▼

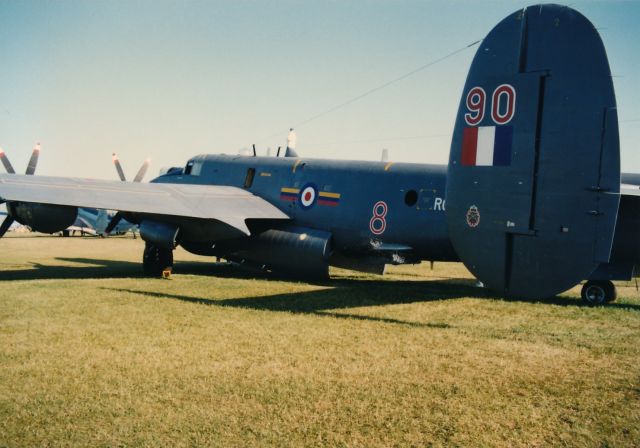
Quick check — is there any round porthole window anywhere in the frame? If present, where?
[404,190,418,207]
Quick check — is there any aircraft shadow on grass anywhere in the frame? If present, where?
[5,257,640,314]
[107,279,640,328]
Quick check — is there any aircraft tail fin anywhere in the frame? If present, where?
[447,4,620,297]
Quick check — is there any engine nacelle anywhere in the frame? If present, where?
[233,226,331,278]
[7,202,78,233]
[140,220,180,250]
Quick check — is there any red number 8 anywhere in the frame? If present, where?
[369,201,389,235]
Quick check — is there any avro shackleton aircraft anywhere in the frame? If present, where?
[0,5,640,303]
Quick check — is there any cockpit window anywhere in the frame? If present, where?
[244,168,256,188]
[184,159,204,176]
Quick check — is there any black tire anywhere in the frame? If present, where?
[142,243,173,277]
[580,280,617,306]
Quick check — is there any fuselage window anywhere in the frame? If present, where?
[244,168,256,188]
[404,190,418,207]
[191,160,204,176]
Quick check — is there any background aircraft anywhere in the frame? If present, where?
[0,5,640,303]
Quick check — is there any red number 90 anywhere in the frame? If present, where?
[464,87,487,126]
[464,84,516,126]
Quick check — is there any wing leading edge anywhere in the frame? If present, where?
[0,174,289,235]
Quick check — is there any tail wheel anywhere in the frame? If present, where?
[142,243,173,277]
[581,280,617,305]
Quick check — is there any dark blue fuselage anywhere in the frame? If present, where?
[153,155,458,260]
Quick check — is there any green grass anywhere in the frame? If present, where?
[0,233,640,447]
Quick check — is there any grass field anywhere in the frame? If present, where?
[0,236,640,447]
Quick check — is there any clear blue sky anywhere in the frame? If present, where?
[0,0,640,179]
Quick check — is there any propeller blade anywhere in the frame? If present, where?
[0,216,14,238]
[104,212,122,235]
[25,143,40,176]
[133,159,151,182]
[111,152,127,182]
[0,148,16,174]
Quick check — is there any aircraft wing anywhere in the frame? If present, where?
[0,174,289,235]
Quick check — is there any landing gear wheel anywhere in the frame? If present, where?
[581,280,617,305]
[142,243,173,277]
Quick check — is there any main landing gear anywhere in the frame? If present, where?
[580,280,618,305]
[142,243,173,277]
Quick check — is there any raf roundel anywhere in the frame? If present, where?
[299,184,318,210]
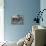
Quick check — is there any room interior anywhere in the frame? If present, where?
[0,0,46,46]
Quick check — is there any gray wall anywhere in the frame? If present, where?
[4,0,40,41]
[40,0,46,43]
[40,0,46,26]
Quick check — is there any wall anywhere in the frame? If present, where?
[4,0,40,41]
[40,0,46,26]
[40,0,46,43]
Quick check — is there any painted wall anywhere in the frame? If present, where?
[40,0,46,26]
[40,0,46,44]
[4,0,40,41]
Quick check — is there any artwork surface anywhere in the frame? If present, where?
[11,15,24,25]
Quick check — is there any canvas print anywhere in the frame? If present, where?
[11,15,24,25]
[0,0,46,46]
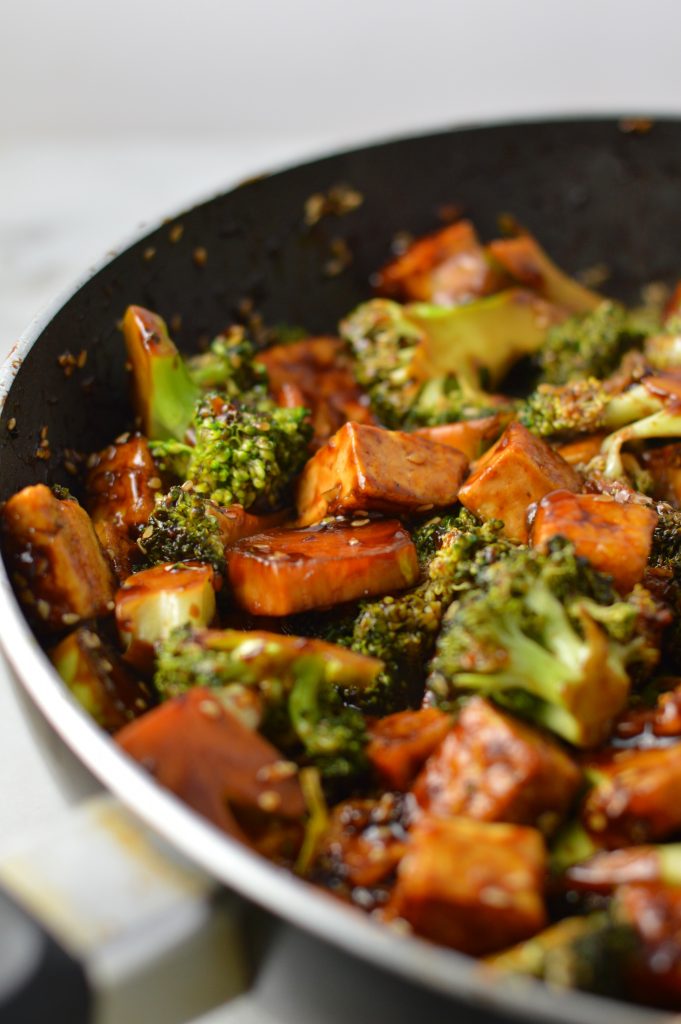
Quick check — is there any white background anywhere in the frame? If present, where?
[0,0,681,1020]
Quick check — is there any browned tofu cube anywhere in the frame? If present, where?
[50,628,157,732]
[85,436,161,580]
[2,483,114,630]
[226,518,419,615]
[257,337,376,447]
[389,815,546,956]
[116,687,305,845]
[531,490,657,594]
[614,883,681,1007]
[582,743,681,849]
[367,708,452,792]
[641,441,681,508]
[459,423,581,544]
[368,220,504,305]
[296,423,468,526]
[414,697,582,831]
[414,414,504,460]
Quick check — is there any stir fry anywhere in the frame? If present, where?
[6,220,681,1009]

▲

WHAT YOU NEED TO DO: Copy the lines from the one with "Quick check — is there any black" up to and including the one with "[0,236,640,447]", unchanged.

ANSWER:
Quick check — is there any black tire anywhere in the frame? If present, where?
[142,243,173,277]
[580,280,617,306]
Quick check — is there any fuselage window anywhere in the frame? If present, where?
[244,168,256,188]
[404,190,418,207]
[191,160,204,176]
Quick check — is there any background aircraft anywhere in the frame? If present, where?
[0,5,640,303]
Quick check — is there any red number 90 anywhere in the frame? If present, where?
[464,87,487,126]
[464,84,516,126]
Quick check — is there any wing leading edge anywhere in the frame? If present, where?
[0,174,289,235]
Quick check — is there any tail wheel anywhere in the frame? If present, where?
[142,243,173,277]
[581,280,617,305]
Quick check — is there any dark blue fuselage anywhere in the frame? If present, where?
[153,155,458,260]
Quick check — is there any green grass anywhere in the frame? If present, where?
[0,233,640,447]
Quick check — is there any grass field anywhere in the frame? If present, where?
[0,236,640,447]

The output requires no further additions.